SOURCE TEXT —
══════
If you want to send your credit card information over the internet in a public cafe, at some point you're transmitting wireless information. Any standard laptop can detect all active wifi network in range, and intercepting actual traffic can be done with laptops in monitoring mode using some specialized software. If this is encrypted, it's garbage, if it's not you can directly see all HTTP traffic being sent over the wifi signal. Most websites themselves enforce SSL / TLS so even if a network is unsecured, the traffic would be mostly random noise

SSL and TLS help to mitigate those risks by being the ways clients and servers encrypt traffic between themselves via SSL certificates - the certificate includes:

  • Name of the entity to which the certificate was issued
  • Public key required for encryption and digital signature verification
  • Digital signature created with the private key of the certificate issuer

SSL is a protocol overall, and it is used to secure HTTP traffic (to become HTTPS). SSL is now deprecated in favor of TLS

  • Secure Socket Layer (SSL) is used to encrypt connections
    • Client to Server
    • One or Two Way
  • Transport Layer Security (TLS) is a newer version of SSL
  • Basically all certs are TLS, but a lot of people refer to it as SSL
  • Public SSL/TSL certs are provider by Certificate Authorities (CA)
══════
DATA —

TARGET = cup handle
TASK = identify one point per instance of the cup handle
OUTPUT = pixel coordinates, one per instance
══════
REQUIRED WORK — Reproduce, word for word, the part of the SSL and TLS text that opens with the words containing "SSL is a protocol" and closes with "Certificate Authorities (CA)". The data stands apart from the text on SSL and TLS.

CORRECT ANSWER —
SSL is a protocol overall, and it is used to secure HTTP traffic (to become HTTPS). SSL is now deprecated in favor of TLS

  • Secure Socket Layer (SSL) is used to encrypt connections
    • Client to Server
    • One or Two Way
  • Transport Layer Security (TLS) is a newer version of SSL
  • Basically all certs are TLS, but a lot of people refer to it as SSL
  • Public SSL/TSL certs are provider by Certificate Authorities (CA)